* Start Materials provided *
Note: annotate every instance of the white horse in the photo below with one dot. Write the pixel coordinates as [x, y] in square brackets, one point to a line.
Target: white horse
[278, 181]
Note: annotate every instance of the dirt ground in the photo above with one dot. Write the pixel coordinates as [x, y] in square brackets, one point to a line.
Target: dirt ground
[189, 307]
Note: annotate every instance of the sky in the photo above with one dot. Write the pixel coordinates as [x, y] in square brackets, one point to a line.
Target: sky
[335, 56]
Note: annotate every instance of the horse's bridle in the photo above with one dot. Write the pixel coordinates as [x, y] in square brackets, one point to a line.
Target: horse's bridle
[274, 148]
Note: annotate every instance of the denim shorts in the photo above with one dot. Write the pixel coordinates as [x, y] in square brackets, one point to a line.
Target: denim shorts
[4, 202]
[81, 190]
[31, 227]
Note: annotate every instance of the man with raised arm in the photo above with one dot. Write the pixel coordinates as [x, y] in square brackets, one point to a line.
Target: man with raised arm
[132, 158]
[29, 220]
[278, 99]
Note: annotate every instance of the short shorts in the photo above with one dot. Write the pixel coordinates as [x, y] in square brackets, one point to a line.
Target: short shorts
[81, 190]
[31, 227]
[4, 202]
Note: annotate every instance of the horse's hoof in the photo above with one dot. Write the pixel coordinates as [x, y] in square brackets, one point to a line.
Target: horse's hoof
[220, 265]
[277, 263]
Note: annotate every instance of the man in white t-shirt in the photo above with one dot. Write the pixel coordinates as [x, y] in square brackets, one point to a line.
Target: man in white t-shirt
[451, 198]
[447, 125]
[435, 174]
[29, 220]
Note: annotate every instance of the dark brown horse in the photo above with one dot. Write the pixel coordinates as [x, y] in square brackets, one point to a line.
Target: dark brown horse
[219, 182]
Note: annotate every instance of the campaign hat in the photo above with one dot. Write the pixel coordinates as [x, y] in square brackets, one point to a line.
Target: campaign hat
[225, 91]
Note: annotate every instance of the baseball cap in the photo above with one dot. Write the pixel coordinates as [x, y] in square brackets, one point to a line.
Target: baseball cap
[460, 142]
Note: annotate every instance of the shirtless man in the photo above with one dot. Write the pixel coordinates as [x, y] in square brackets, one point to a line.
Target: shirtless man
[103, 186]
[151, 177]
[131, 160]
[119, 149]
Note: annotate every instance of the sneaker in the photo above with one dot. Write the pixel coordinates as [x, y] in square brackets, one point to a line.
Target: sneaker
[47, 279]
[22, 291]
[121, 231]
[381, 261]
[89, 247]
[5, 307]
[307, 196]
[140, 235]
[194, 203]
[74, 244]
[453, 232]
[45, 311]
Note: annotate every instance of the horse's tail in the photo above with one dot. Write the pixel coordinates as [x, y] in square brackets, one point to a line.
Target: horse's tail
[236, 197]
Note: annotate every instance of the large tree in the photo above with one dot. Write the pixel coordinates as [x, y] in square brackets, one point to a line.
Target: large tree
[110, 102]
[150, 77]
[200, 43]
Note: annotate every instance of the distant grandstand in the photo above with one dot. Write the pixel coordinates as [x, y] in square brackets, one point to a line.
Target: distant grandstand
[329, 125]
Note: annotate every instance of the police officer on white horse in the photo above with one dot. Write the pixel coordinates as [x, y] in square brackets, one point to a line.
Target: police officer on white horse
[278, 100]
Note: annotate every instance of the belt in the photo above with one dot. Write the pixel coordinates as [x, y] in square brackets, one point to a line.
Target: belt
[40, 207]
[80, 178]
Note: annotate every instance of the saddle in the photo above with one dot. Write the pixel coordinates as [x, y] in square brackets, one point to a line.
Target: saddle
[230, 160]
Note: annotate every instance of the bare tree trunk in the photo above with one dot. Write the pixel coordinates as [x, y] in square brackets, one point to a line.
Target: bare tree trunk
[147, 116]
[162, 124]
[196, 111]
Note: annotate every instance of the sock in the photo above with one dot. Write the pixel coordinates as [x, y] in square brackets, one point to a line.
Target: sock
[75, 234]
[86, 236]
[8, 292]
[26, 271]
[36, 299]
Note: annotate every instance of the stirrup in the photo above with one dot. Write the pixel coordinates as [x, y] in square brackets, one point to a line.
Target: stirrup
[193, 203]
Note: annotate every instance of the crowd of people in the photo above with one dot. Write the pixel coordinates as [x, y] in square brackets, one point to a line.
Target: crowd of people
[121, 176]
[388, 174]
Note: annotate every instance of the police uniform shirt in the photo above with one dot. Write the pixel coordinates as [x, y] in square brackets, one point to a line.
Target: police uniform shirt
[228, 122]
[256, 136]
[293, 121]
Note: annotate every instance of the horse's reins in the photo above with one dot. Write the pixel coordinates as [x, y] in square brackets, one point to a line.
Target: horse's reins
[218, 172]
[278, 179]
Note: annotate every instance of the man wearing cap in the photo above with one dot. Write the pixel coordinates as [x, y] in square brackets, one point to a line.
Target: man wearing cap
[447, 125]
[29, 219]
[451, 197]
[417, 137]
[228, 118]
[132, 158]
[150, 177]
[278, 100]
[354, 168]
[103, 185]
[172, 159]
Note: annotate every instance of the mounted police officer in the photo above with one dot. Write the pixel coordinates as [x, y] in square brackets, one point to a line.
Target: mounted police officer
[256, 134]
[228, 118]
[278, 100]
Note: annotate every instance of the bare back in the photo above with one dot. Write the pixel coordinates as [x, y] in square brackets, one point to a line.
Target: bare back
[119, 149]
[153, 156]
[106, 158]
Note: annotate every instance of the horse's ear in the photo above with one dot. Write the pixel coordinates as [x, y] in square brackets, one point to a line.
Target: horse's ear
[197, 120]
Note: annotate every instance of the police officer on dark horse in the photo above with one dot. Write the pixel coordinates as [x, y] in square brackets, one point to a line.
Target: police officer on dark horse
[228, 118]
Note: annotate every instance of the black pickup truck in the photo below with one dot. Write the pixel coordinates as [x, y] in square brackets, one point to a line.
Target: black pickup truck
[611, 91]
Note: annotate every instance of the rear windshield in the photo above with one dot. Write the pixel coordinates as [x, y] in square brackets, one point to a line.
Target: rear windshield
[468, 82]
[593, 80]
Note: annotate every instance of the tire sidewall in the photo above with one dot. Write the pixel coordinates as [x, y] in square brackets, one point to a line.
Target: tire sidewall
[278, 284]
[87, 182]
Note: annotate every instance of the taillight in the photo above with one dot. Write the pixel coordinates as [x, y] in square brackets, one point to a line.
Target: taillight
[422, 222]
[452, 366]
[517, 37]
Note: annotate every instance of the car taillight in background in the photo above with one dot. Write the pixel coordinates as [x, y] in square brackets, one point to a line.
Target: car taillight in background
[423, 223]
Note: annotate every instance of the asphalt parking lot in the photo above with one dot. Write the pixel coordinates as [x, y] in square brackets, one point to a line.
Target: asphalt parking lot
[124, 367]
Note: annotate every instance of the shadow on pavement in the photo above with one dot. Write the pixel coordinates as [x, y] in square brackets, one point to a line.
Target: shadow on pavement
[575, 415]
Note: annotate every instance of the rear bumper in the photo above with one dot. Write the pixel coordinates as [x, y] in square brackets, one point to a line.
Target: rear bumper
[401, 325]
* End Materials provided *
*Written request*
From the first line to the last, please quote the material above exactly.

*Result below*
Note: annotate every instance of the white horse in the photo below with one dot. Write the pixel coordinates as [x, y] in square brackets, one point to a line.
Target: white horse
[278, 181]
Note: annotate every instance of the dirt ground in the photo above with one dot. Write the pixel coordinates as [x, y] in square brackets, one point to a line.
Target: dirt ground
[189, 307]
Note: annotate every instance of the sky in the photo above with one dot. Write the pixel coordinates as [x, y] in square brackets, one point to a line.
Target: sky
[335, 56]
Note: annotate every instance of the horse's bridle in the photo above with one dot. Write the pixel coordinates as [x, y] in square brackets, one point to a line.
Target: horse's bridle
[274, 148]
Note: annotate every instance of the denim shorts in the photo above with one dot. Write the pixel coordinates as [x, y] in square brackets, one point to a line.
Target: denim shorts
[4, 202]
[81, 190]
[31, 227]
Note: annotate every instance of the man with raised arm in the photo above with one dot. Write the pixel coordinates as [x, y] in square brackets, one point to a line.
Target: man with raised arm
[132, 158]
[29, 220]
[278, 99]
Note: annotate every instance of the short shorts in the photo above with one dot. Write the pixel coordinates as [x, y] in square brackets, one point to a line.
Target: short shorts
[81, 190]
[31, 227]
[4, 202]
Note: annotate every instance of the horse's hoof in the photo above with one dot. Write the pixel coordinates as [x, y] in square brackets, one point to a line.
Target: horse's hoof
[220, 265]
[277, 263]
Note: annotate every instance of the man in white t-shirt in the photo above with one dot. Write the pixel coordinates as [x, y] in square brackets, one point to a line.
Target: man in white t-shirt
[451, 198]
[447, 125]
[435, 174]
[29, 220]
Note: annotate every instance of the dark brown horse in the photo above with one dot. Write the pixel coordinates as [x, y] in square brackets, one point to a line.
Target: dark brown horse
[219, 182]
Note: annotate every instance of the campaign hat in the photo above with one dot. Write the pixel coordinates as [x, y] in square brackets, one point to a line.
Target: campaign hat
[225, 91]
Note: annotate every instance of the baseball cap in the photo above with one dot. Write the pixel coordinates as [x, y] in square brackets, one point to a line.
Target: baseball cap
[460, 142]
Note: annotate every instance of the shirtless man in the photo above with one dot. Write the pixel coordinates as [x, y] in square brackets, one point to a line.
Target: shirtless man
[103, 186]
[151, 177]
[131, 160]
[119, 149]
Note: annotate every instance of the sneaker in the photo above with one dot. Write the pixel coordinates as [x, y] in square brackets, one point to a line.
Target: sneaker
[47, 279]
[22, 291]
[121, 231]
[381, 261]
[89, 247]
[5, 307]
[307, 196]
[140, 235]
[194, 203]
[74, 244]
[453, 232]
[45, 311]
Note: annotate every instance of the horse's tail in the photo above with one dot. Write the pixel coordinates as [x, y] in square brackets, one point to a line.
Target: horse's tail
[236, 197]
Note: annotate every instance of the large tree in the photo above with one dot. Write the pixel coordinates as [x, y] in square brackets, one point to a line.
Target: large tree
[110, 102]
[150, 77]
[200, 43]
Note: annotate every instance of the distant grandstand in the photo above with one dot. Write the pixel coordinates as [x, y] in square brackets, one point to a line.
Target: distant grandstand
[329, 125]
Note: annotate every instance of the police officer on white horse in the photo above with one dot. Write the pixel coordinates as [x, y] in square brackets, one point to a line.
Target: police officer on white horse
[278, 100]
Note: annotate every instance of the belt in the photo above with one dot. Write the pixel coordinates as [x, y] in square brackets, one point to a line.
Target: belt
[40, 207]
[80, 178]
Note: annotate every instance of the saddle in the photo above with one dot. Write the pixel coordinates as [x, y] in square brackets, one point to a line.
Target: saddle
[230, 160]
Note: annotate every instance of the bare tree trunk in the photo above with one dot. Write the pixel coordinates as [x, y] in square brackets, one point to a line.
Target: bare tree trunk
[147, 116]
[162, 124]
[196, 111]
Note: annotate every instance of the sock in the photo above with one dot. Write the pixel coordinates as [x, y] in square brackets, one point to a line.
Target: sock
[75, 234]
[86, 236]
[8, 292]
[26, 271]
[36, 299]
Note: annotate every instance of the stirrup in the photo above with one dot. Write the pixel coordinates as [x, y] in square brackets, one point to a line.
Target: stirrup
[193, 203]
Note: annotate every instance of the crowd of people in the photo above with one dot. Write the pixel coordinates as [x, y] in square brackets, one point to a line.
Target: crowd of people
[121, 176]
[388, 174]
Note: annotate every instance of the police uniform shirt in the photo above with one dot. Write the pixel coordinates as [x, y] in square brackets, one point to a line.
Target: police uniform shirt
[228, 122]
[256, 136]
[293, 121]
Note: annotate every instance of the horse's reins in the photo above with one dot. Write the pixel coordinates as [x, y] in square brackets, one point to a line.
Target: horse's reins
[218, 172]
[278, 179]
Note: annotate every instance of the man wearing cap in the photo above with one dot. Write the pixel coordinates as [x, y] in square brackets, one point to a line.
Target: man wearing cap
[447, 125]
[29, 219]
[451, 197]
[417, 137]
[228, 118]
[132, 158]
[150, 177]
[278, 100]
[354, 168]
[103, 185]
[172, 159]
Note: annotate every instance of the mounted police officer in the photo above with one dot. Write the pixel coordinates as [x, y] in square brackets, one point to a line.
Target: mounted police officer
[256, 134]
[228, 118]
[278, 100]
Note: annotate every instance of the bare back in the photo above with one dot. Write the pixel coordinates as [x, y] in square brackets, one point to a line.
Target: bare back
[119, 149]
[153, 156]
[106, 158]
Note: annotate every instance of the horse's ear in the photo above with one dot. Write the pixel coordinates as [x, y] in square brackets, one point to a line.
Target: horse's ear
[197, 120]
Note: annotate every instance of the police officer on dark horse in the photo above with one dot. Write the pixel coordinates as [x, y] in square brackets, one point to a line.
Target: police officer on dark horse
[228, 118]
Note: annotate every instance of the black pickup truck in the photo below with one dot. Write the pixel coordinates as [x, y] in square brackets, one point to a line.
Target: black pickup truck
[611, 91]
Note: annotate every instance of the rear windshield in the photo above with one dot. Write the pixel coordinates as [x, y] in square brackets, one point to a line.
Target: rear windshield
[468, 82]
[593, 80]
Note: annotate every instance of the tire sidewall in the photo above with one dot. Write the pixel coordinates as [x, y] in square brackets, one point to a line.
Target: tire sidewall
[278, 284]
[87, 182]
Note: annotate every instance of the taillight in the photo above with one dot. Write the pixel coordinates as [x, y] in square brackets, one point to a line.
Target: taillight
[422, 222]
[452, 366]
[517, 37]
Note: annotate every instance of the car taillight in background in the photo above with one dot. Write the pixel coordinates as [x, y] in square brackets, one point to a line.
Target: car taillight in background
[423, 223]
Note: annotate every instance of the asphalt parking lot in the photo above with one dot. Write the pixel coordinates as [x, y] in square brackets, one point to a line.
Target: asphalt parking lot
[124, 367]
Note: annotate every instance of the shadow on pavement in the photo above with one dot. Write the pixel coordinates as [x, y] in square brackets, one point to a line.
Target: shadow on pavement
[575, 415]
Note: annotate every instance of the rear bumper in the photo above with one dot. Write the pixel coordinates as [x, y] in square brackets, one point to a line.
Target: rear bumper
[401, 325]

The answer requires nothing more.